_Short exercise_
Could you reproduce the lines below word for word, starting at the line that contains "Find the snow slope" and stopping after the line that contains "[(374, 168), (274, 164)]"?

_Records to process_
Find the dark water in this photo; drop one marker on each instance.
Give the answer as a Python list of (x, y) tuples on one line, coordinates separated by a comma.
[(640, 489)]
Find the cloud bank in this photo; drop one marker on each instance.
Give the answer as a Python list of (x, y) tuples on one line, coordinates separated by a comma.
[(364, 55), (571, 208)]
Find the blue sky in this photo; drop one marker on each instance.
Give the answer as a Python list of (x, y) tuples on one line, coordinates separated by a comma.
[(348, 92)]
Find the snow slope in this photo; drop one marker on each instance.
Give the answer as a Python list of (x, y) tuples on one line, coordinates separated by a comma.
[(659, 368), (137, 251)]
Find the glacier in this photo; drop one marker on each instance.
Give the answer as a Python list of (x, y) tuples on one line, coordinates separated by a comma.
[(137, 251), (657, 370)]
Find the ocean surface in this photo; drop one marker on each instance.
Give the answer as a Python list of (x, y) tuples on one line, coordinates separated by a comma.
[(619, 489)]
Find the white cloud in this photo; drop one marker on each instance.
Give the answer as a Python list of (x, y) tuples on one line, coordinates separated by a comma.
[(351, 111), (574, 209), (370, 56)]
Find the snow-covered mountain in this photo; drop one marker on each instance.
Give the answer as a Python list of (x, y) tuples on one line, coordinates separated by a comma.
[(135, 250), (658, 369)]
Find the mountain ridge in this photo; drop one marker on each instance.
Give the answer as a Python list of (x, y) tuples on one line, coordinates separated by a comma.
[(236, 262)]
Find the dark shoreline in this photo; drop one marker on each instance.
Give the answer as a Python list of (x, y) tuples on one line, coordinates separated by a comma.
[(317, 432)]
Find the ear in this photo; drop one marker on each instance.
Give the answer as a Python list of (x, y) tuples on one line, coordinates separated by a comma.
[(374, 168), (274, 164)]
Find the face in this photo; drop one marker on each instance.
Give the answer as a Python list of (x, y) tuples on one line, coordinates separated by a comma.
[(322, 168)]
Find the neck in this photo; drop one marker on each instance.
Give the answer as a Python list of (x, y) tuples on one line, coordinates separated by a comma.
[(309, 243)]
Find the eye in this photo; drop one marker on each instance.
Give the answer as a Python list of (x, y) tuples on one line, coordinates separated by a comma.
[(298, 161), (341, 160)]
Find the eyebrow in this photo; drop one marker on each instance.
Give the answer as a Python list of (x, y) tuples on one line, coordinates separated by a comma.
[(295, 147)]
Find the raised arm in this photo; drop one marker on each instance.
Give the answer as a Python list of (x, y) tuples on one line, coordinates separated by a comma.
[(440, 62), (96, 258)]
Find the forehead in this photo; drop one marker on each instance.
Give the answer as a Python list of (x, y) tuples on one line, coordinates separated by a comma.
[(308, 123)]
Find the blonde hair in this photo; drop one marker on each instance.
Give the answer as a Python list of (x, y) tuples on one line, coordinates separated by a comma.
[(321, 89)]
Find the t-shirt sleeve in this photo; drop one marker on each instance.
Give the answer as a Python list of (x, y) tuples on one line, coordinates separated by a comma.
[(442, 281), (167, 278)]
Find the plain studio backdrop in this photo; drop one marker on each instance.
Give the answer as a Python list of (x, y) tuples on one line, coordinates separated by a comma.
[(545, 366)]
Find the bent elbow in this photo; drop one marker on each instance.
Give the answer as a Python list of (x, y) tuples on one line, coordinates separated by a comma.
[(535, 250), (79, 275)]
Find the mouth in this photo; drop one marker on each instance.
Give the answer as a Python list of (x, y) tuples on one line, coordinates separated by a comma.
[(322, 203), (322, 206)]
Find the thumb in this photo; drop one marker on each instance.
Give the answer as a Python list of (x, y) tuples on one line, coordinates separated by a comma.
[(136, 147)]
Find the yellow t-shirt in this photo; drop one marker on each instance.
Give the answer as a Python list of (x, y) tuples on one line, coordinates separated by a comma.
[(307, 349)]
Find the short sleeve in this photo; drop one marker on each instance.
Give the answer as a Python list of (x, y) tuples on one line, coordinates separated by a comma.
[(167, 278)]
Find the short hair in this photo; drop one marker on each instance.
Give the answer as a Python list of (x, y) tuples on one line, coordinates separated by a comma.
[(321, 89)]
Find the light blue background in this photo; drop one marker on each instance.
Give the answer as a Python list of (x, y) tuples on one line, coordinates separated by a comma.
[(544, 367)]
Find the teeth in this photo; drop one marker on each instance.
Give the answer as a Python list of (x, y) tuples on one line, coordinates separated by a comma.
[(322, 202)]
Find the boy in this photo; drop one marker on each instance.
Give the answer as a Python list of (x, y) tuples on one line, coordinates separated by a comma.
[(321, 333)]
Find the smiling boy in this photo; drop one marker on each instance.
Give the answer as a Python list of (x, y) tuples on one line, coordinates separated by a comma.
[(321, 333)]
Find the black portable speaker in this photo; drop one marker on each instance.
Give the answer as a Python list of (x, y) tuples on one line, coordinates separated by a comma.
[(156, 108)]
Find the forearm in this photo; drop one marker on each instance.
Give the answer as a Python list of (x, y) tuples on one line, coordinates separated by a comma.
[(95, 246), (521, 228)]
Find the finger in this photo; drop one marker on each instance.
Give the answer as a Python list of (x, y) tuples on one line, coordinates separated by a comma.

_Result below_
Find the snow slope in this photo; drop one marker on each instance.
Give the answer as a Python list of (x, y) tuples on one line, coordinates separated by a comma.
[(659, 368), (137, 251)]
Find the glacier in this photo; drop one marker on each instance.
Give the answer as a Python list of (x, y) tuples on one line, coordinates separated by a comma.
[(137, 251), (657, 370)]
Find the ocean surface in this photo; drop one marker on each instance.
Give the answer as a Python list of (x, y) tuples on one line, coordinates separated by a comma.
[(619, 489)]
Find the white cloud in this photo; drop one marker on each instance.
Give the answer as a Python list of (x, y) tuples on one line, coordinates separated by a comma.
[(351, 111), (574, 209), (370, 56)]
Find the snow-covered mountain in this photo; drop one marker on each instance.
Give the answer as a Python list of (x, y) tuples on one line, coordinates separated by a comma.
[(135, 250), (658, 369)]
Find the mountain ridge in this photo; drop one marker on each instance.
Give the answer as a Python list of (x, y) tuples on one line, coordinates separated by a comma.
[(236, 262)]
Find the dark shoreline in this photo; drop one marker on each instance.
Give the answer as a Python list of (x, y) tuples on one line, coordinates separated by a comma.
[(317, 432)]
Find the ear in this photo; drop one marker on each instance.
Give the answer as a Python list of (x, y) tuples on one line, coordinates separated by a comma.
[(374, 168), (274, 164)]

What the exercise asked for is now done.